*** Raw data ***
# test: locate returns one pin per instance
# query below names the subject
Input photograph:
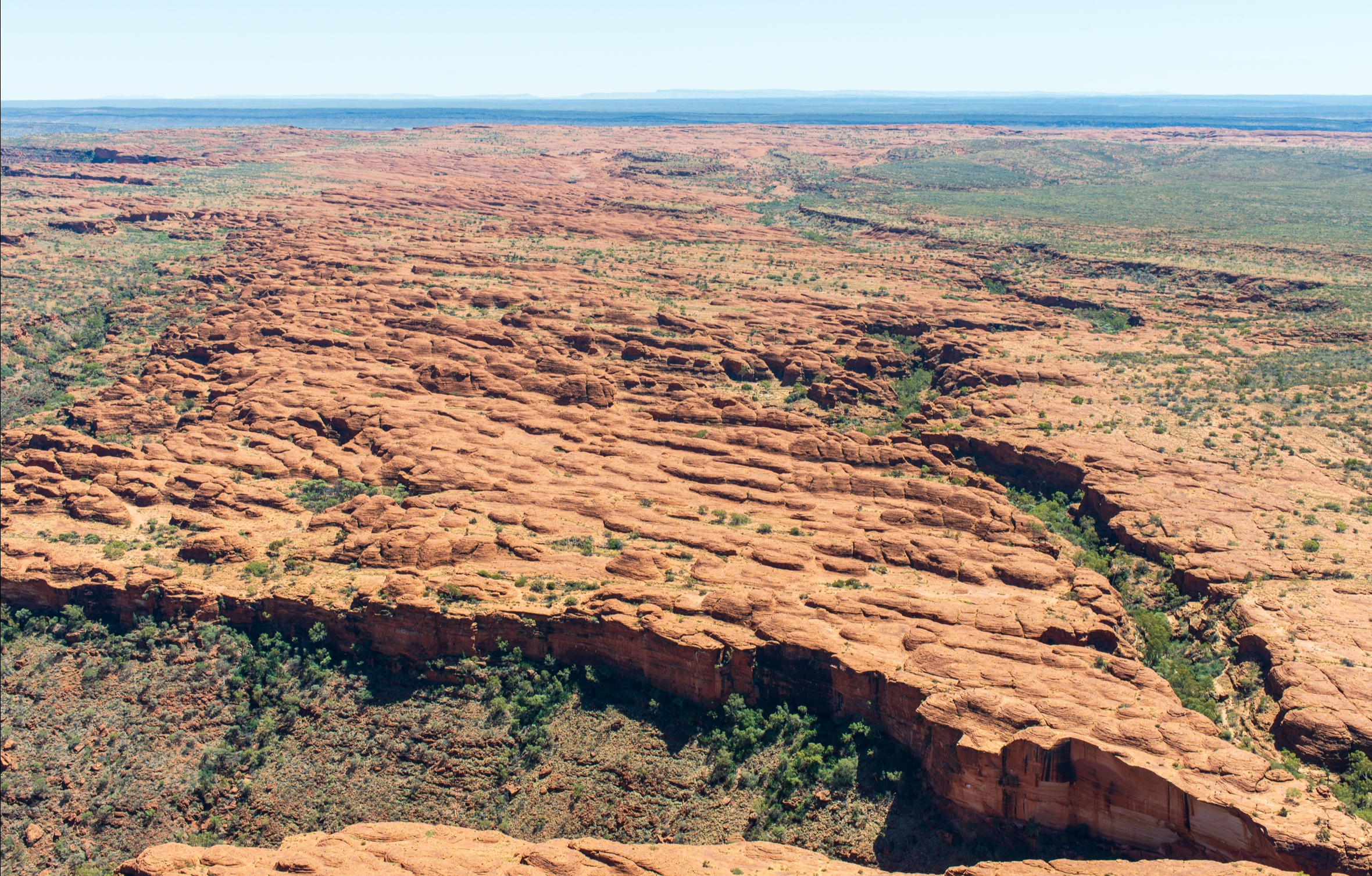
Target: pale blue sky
(80, 48)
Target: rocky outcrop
(397, 848)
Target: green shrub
(1355, 793)
(317, 495)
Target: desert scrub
(246, 739)
(1355, 791)
(317, 495)
(1057, 517)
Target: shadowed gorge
(920, 495)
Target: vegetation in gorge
(203, 734)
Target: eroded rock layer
(620, 421)
(440, 850)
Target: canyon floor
(914, 495)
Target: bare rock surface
(680, 460)
(398, 848)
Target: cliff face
(698, 456)
(397, 848)
(1007, 725)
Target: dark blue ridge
(1030, 112)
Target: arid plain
(913, 495)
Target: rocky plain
(795, 516)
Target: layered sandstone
(666, 453)
(440, 850)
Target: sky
(135, 48)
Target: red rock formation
(440, 850)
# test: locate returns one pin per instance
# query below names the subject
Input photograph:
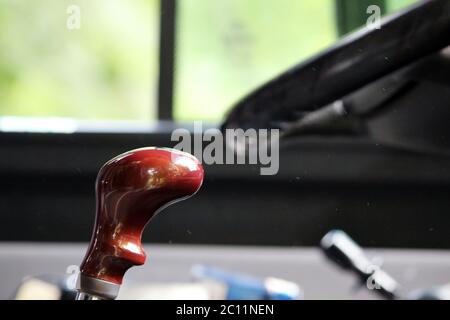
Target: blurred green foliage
(107, 69)
(227, 48)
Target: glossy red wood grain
(130, 190)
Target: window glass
(226, 48)
(106, 69)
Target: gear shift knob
(130, 189)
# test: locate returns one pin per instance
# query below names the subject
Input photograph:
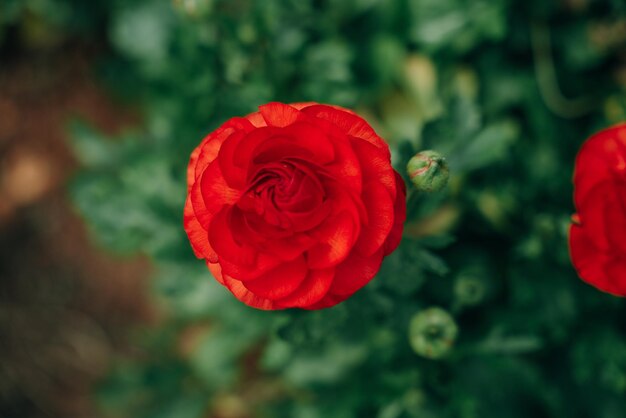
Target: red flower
(598, 235)
(294, 205)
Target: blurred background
(104, 311)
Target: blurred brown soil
(65, 305)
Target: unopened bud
(432, 333)
(469, 290)
(428, 171)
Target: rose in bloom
(598, 234)
(294, 205)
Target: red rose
(598, 235)
(294, 205)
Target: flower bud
(428, 171)
(432, 333)
(469, 290)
*** End of Raw data ***
[Problem]
Every entry above is to be set down exactly; the pictures are to be left out.

[Problem solution]
# test: locate returns one pin per instance
# query below names the subject
Input photograph:
Target: pale blue sky
(80, 48)
Target: rocky outcrop
(397, 848)
Target: green shrub
(1355, 793)
(317, 495)
Target: desert scrub
(246, 739)
(1355, 791)
(317, 495)
(1057, 517)
Target: shadowed gorge
(920, 495)
Target: vegetation in gorge
(203, 734)
Target: eroded rock layer
(620, 421)
(440, 850)
Target: canyon floor
(914, 495)
Target: bare rock surface
(680, 460)
(398, 848)
Target: cliff face
(698, 456)
(397, 848)
(1007, 725)
Target: dark blue ridge
(1030, 112)
Target: arid plain
(913, 495)
Target: rocky plain
(795, 516)
Target: layered sandstone
(666, 453)
(440, 850)
Target: sky
(135, 48)
Target: red rock formation
(440, 850)
# test: locate returns one pin per instance
# query below names the subject
Input photograph:
Target: blurred green foliage
(107, 69)
(227, 48)
Target: glossy red wood grain
(130, 190)
Target: window glass
(226, 48)
(106, 69)
Target: gear shift knob
(130, 189)
# test: locate returns one pin per instance
# query below names the subject
Input photograph:
Target: red flower
(598, 235)
(294, 205)
Target: blurred background
(104, 311)
Target: blurred brown soil
(65, 305)
Target: unopened bud
(432, 333)
(469, 290)
(428, 171)
Target: rose in bloom
(598, 234)
(294, 205)
Target: red rose
(598, 235)
(294, 205)
Target: flower bud
(428, 171)
(432, 333)
(469, 290)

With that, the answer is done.